Data migration, ETL, and load for Netezza migrations
Article
This article is part two of a seven-part series that provides guidance on how to migrate from Netezza to Azure Synapse Analytics. The focus of this article is best practices for ETL and load migration.
Data migration considerations
Initial decisions for data migration from Netezza
When migrating a Netezza data warehouse, you need to ask some basic data-related questions. For example:
Should unused table structures be migrated?
What's the best migration approach to minimize risk and user impact?
When migrating data marts: stay physical or go virtual?
The next sections discuss these points within the context of migration from Netezza.
Migrate unused tables?
Tip
In legacy systems, it's not unusual for tables to become redundant over time—these don't need to be migrated in most cases.
It makes sense to only migrate tables that are in use in the existing system. Tables that aren't active can be archived rather than migrated, so that the data is available if necessary in future. It's best to use system metadata and log files rather than documentation to determine which tables are in use, because documentation can be out of date.
If enabled, Netezza query history tables contain information that can determine when a given table was last accessed—which can in turn be used to decide whether a table is a candidate for migration.
Here's an example query that looks for the usage of a specific table within a given time window:
SELECT FORMAT_TABLE_ACCESS (usage),
hq.submittime
FROM "$v_hist_queries" hq
INNER JOIN "$hist_table_access_3" hta USING
(NPSID, NPSINSTANCEID, OPID, SESSIONID)
WHERE hq.dbname = 'PROD'
AND hta.schemaname = 'ADMIN'
AND hta.tablename = 'TEST_1'
AND hq.SUBMITTIME > '01-01-2015'
AND hq.SUBMITTIME <= '08-06-2015'
AND
(
instr(FORMAT_TABLE_ACCESS(usage),'ins') > 0
OR instr(FORMAT_TABLE_ACCESS(usage),'upd') > 0
OR instr(FORMAT_TABLE_ACCESS(usage),'del') > 0
)
AND status=0;
| FORMAT_TABLE_ACCESS | SUBMITTIME
----------------------+---------------------------
ins | 2015-06-16 18:32:25.728042
ins | 2015-06-16 17:46:14.337105
ins | 2015-06-16 17:47:14.430995
(3 rows)
This query uses the helper function FORMAT_TABLE_ACCESS and the digit at the end of the $v_hist_table_access_3 view to match the installed query history version.
What is the best migration approach to minimize risk and impact on users?
This question comes up frequently because companies may want to lower the impact of changes on the data warehouse data model to improve agility. Companies often see an opportunity to further modernize or transform their data during an ETL migration. This approach carries a higher risk because it changes multiple factors simultaneously, making it difficult to compare the outcomes of the old system versus the new. Making data model changes here could also affect upstream or downstream ETL jobs to other systems. Because of that risk, it's better to redesign on this scale after the data warehouse migration.

▸ Listing:
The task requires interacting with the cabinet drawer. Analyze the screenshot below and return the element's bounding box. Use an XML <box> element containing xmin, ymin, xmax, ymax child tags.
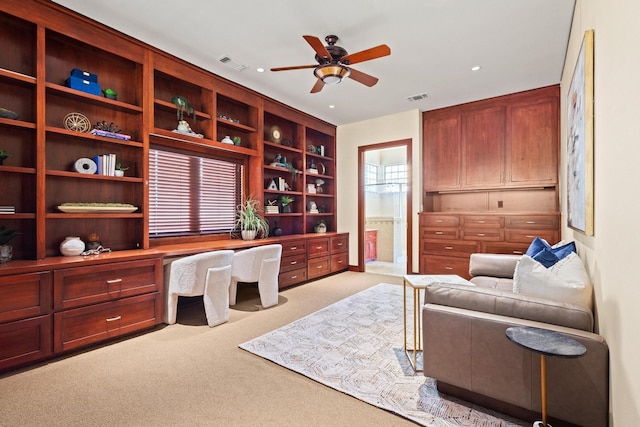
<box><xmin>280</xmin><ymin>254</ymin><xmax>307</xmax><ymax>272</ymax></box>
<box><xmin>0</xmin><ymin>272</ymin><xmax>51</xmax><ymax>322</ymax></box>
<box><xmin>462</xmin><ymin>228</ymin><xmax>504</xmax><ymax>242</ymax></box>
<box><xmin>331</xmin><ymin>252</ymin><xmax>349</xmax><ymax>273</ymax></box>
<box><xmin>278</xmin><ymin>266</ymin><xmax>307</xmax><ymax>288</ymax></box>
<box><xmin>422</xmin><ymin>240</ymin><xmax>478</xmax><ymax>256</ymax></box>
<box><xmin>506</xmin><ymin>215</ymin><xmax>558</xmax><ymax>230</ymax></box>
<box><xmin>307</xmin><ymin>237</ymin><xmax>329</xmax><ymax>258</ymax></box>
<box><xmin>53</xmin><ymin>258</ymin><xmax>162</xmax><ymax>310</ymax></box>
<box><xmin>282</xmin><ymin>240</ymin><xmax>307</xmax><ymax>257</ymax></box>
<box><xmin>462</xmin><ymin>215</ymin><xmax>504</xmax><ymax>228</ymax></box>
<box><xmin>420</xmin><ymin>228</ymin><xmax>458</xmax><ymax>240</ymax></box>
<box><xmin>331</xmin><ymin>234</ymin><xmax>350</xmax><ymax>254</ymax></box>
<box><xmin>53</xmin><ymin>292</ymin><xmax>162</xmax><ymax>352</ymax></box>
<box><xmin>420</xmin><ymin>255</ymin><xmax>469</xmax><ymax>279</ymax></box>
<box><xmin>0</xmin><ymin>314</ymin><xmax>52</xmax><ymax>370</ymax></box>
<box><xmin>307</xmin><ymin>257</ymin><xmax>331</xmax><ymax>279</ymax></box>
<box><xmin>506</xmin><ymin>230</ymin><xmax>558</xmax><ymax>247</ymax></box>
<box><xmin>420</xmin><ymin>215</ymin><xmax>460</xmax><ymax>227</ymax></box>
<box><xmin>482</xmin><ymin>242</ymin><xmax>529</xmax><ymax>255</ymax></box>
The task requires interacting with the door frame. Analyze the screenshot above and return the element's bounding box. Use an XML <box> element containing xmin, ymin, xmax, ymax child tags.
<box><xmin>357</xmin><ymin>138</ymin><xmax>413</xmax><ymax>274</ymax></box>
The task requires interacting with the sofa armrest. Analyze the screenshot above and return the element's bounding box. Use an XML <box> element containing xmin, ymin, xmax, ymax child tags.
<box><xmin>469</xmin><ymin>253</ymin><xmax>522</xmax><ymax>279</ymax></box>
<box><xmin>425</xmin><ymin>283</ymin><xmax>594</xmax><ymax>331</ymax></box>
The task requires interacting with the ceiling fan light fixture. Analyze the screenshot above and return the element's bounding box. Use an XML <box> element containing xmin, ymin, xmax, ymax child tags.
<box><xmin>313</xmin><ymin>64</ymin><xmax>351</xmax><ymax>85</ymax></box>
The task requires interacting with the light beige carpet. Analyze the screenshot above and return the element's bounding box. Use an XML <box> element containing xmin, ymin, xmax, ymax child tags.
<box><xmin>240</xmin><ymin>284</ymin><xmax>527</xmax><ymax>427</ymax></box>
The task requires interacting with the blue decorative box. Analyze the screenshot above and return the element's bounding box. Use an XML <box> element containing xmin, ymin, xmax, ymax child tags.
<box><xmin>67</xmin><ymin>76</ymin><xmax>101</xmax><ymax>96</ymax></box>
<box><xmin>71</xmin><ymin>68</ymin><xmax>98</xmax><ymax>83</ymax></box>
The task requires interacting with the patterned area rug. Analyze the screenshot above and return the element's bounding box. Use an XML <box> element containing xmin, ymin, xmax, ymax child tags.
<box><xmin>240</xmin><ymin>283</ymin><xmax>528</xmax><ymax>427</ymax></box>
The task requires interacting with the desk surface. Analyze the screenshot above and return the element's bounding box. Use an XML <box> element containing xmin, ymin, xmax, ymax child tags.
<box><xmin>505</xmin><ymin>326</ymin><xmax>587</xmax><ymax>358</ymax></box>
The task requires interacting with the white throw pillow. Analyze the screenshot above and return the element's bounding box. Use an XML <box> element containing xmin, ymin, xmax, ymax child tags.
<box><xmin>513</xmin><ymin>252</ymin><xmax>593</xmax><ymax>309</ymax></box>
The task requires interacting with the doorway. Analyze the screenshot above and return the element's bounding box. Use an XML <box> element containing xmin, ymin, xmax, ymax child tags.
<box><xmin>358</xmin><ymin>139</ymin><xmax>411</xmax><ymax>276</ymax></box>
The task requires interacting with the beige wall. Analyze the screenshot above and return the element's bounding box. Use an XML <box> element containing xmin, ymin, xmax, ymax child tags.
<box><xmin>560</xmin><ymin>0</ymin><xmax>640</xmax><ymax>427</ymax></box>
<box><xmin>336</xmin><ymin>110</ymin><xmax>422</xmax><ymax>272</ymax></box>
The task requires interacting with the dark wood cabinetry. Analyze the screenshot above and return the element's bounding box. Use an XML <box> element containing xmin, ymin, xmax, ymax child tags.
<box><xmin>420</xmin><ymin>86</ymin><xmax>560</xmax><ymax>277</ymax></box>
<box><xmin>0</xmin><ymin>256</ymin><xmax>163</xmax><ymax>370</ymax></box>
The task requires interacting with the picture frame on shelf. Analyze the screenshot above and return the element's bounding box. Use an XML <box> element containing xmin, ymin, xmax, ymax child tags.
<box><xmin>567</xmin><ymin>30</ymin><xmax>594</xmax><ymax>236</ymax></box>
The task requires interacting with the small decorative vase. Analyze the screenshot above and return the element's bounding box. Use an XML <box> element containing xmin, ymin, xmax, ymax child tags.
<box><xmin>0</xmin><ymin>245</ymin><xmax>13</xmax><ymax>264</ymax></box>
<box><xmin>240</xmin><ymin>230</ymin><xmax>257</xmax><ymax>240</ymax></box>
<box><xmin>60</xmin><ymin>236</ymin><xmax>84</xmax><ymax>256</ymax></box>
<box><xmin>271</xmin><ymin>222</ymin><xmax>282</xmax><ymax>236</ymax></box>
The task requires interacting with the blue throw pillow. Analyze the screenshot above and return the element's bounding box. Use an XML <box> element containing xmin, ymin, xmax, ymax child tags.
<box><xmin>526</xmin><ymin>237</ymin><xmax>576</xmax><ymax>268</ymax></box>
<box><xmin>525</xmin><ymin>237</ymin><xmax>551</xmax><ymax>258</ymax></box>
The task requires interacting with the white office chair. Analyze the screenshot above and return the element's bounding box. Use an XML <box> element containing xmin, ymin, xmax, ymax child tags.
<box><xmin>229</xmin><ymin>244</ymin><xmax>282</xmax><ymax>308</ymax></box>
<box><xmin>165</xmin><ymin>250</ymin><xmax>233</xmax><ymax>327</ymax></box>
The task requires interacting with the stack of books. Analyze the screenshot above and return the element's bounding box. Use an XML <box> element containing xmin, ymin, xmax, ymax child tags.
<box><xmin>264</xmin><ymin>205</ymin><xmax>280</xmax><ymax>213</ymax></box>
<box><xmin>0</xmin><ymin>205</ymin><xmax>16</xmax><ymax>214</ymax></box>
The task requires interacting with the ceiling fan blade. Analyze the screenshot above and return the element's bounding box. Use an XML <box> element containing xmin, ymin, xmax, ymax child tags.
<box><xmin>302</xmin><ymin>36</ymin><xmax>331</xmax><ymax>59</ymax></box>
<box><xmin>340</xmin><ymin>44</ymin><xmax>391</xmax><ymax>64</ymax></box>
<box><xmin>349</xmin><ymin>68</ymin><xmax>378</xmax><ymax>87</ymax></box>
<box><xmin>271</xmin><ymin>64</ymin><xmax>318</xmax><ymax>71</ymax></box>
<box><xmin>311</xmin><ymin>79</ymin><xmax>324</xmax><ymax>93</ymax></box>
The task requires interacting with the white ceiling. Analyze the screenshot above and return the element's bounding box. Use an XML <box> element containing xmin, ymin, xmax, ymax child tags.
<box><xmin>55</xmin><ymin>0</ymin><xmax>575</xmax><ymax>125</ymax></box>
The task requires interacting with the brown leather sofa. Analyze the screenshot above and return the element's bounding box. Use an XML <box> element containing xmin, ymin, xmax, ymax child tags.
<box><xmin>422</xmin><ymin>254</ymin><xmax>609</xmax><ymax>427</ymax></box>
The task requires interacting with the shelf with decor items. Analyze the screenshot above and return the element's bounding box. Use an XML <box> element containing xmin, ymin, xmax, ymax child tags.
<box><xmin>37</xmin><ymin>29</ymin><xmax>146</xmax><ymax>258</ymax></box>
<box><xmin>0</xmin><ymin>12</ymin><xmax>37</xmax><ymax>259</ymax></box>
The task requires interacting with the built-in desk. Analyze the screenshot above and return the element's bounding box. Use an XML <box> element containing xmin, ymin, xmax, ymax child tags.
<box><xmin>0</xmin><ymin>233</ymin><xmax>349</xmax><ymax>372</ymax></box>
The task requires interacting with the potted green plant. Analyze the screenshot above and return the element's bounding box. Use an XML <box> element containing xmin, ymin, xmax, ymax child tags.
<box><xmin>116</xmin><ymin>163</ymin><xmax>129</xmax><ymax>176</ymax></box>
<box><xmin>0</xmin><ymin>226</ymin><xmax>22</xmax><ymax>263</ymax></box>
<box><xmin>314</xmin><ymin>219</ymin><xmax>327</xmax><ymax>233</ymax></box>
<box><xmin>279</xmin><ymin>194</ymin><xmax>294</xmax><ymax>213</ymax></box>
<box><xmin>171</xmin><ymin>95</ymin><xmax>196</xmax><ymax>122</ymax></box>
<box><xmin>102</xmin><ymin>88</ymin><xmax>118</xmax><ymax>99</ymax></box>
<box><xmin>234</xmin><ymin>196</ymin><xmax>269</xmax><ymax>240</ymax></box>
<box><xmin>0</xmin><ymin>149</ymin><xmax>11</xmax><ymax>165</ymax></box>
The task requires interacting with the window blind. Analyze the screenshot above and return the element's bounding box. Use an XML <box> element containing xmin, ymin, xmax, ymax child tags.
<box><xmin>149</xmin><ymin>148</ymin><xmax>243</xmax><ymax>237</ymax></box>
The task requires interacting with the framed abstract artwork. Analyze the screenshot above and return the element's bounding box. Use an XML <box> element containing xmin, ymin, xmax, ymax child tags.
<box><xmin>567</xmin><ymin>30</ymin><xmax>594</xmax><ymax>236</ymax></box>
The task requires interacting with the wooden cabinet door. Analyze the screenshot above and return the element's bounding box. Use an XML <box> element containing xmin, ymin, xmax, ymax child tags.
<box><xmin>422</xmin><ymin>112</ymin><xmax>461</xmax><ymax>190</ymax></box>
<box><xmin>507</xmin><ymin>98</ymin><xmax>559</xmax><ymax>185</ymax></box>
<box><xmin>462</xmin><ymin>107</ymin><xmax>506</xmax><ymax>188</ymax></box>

* * *

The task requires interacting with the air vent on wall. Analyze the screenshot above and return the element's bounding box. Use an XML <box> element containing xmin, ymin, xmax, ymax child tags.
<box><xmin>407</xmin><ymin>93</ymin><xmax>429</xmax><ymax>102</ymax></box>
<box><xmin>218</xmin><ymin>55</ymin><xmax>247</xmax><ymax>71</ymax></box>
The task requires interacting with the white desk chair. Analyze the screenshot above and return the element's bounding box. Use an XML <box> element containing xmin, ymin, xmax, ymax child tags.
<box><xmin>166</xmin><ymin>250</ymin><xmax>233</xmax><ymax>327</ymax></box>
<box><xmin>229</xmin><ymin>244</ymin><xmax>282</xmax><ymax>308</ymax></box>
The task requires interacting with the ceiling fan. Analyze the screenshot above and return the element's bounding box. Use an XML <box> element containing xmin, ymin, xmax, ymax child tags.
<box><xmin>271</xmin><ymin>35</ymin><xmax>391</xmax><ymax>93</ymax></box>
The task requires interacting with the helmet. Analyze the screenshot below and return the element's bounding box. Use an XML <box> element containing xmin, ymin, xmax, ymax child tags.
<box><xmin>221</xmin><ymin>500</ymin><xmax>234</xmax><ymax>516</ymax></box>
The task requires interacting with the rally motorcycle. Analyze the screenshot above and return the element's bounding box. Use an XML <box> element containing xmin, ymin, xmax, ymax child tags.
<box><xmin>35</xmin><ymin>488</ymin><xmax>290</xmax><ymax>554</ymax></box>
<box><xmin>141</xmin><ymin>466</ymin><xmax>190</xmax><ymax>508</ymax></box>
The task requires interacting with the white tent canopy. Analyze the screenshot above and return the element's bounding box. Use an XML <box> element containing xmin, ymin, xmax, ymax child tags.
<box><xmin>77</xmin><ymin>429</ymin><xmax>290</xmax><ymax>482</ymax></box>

==

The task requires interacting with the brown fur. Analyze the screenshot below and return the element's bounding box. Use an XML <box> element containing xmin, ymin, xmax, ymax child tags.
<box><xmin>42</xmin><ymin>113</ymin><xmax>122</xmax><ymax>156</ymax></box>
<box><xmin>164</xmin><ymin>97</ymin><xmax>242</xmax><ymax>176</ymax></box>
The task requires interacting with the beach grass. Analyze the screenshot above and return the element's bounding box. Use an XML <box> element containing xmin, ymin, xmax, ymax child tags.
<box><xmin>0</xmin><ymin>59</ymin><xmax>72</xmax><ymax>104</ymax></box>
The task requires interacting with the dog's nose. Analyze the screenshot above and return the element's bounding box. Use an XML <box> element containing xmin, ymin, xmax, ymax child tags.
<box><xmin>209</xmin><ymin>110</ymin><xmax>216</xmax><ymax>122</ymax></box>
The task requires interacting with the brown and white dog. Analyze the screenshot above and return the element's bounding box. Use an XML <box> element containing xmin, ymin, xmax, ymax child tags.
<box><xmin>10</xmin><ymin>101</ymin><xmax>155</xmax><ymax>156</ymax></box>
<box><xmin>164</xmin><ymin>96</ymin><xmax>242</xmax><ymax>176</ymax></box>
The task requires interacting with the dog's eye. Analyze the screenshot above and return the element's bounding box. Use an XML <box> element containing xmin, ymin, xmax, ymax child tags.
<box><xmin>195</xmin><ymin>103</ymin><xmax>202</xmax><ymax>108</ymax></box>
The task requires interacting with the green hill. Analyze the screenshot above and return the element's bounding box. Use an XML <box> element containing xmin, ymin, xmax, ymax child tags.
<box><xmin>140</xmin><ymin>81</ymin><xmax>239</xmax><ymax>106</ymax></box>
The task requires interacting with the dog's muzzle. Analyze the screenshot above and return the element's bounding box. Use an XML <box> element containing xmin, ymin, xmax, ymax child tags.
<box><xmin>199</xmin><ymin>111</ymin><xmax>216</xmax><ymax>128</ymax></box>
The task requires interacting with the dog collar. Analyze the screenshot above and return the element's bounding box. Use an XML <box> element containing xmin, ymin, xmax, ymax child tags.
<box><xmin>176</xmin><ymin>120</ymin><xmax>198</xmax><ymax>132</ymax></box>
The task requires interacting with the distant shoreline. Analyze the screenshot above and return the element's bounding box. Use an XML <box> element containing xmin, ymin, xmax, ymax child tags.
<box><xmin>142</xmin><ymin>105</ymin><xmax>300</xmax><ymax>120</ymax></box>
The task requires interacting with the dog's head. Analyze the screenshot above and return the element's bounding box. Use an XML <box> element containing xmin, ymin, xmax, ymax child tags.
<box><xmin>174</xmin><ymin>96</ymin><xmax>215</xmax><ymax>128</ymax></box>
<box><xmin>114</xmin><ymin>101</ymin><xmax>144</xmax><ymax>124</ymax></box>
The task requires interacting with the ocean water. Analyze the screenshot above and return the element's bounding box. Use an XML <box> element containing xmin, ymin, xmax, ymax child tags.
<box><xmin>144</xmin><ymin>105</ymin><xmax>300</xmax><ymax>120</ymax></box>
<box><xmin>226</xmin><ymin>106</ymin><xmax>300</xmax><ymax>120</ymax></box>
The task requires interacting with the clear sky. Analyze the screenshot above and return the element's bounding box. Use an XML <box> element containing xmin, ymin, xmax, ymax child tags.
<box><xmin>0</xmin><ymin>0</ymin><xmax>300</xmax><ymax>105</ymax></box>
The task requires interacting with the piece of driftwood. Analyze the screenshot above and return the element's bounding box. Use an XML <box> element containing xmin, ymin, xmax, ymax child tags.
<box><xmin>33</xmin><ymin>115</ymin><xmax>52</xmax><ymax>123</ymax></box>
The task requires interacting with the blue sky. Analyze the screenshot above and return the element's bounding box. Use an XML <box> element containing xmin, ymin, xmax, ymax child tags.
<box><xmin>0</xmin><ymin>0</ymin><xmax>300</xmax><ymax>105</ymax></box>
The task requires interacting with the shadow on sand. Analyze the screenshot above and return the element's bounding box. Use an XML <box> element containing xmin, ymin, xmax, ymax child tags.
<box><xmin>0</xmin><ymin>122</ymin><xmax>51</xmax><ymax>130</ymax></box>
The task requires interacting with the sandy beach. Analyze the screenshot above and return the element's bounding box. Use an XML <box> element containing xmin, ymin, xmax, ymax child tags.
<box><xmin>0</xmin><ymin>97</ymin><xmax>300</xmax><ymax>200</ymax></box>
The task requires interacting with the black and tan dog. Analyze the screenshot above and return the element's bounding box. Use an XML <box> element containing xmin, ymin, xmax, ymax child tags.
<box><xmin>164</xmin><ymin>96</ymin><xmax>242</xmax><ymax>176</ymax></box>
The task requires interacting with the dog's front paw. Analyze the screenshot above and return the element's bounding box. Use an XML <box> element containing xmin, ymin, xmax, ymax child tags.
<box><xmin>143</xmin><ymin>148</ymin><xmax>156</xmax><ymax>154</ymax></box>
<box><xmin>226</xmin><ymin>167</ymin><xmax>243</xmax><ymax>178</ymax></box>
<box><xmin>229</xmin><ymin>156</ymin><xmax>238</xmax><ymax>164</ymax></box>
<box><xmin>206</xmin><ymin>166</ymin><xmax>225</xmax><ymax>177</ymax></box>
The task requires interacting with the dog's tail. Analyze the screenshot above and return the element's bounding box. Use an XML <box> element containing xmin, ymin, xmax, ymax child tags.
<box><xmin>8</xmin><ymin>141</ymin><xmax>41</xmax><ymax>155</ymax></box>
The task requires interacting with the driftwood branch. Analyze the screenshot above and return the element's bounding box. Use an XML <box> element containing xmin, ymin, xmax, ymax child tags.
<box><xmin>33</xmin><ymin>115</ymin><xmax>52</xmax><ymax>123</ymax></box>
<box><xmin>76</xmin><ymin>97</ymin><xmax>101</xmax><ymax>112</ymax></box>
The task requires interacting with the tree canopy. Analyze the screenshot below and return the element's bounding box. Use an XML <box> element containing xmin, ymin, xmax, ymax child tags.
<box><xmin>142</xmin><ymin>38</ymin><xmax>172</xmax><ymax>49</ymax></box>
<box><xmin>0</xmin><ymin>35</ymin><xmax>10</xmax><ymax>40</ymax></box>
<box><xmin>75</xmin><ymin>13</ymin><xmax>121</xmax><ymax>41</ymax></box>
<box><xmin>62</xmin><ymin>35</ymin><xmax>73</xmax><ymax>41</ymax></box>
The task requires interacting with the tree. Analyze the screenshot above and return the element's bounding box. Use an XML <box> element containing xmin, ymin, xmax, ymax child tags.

▸ Written problem 1: Report how many rows contain the string "driftwood". Give only the number.
▸ Written problem 2: Extend the article on migrating from Netezza to Azure Synapse Analytics, starting after its last sentence.

▸ Reply 1: 2

▸ Reply 2:
Even if a data model is intentionally changed as part of the overall migration, it's good practice to migrate the existing model as-is to Azure Synapse, rather than do any re-engineering on the new platform. This approach minimizes the effect on existing production systems, while benefiting from the performance and elastic scalability of the Azure platform for one-off re-engineering tasks.
When migrating from Netezza, often the existing data model is already suitable for as-is migration to Azure Synapse.
Tip
Migrate the existing model as-is initially, even if a change to the data model is planned in the future.
Migrate data marts: stay physical or go virtual?
Tip
Virtualizing data marts can save on storage and processing resources.
In legacy Netezza data warehouse environments, it's common practice to create several data marts that are structured to provide good performance for ad hoc self-service queries and reports for a given department or business function within an organization. As such, a data mart typically consists of a subset of the data warehouse and contains aggregated versions of the data in a form that enables users to easily query that data with fast response times via user-friendly query tools such as Microsoft Power BI, Tableau, or MicroStrategy. This form is typically a dimensional data model. One use of data marts is to expose the data in a usable form, even if the underlying warehouse data model is something different, such as a data vault.
You can use separate data marts for individual business units within an organization to implement robust data security regimes, by only allowing users to access specific data marts that are relevant to them, and eliminating, obfuscating, or anonymizing sensitive data.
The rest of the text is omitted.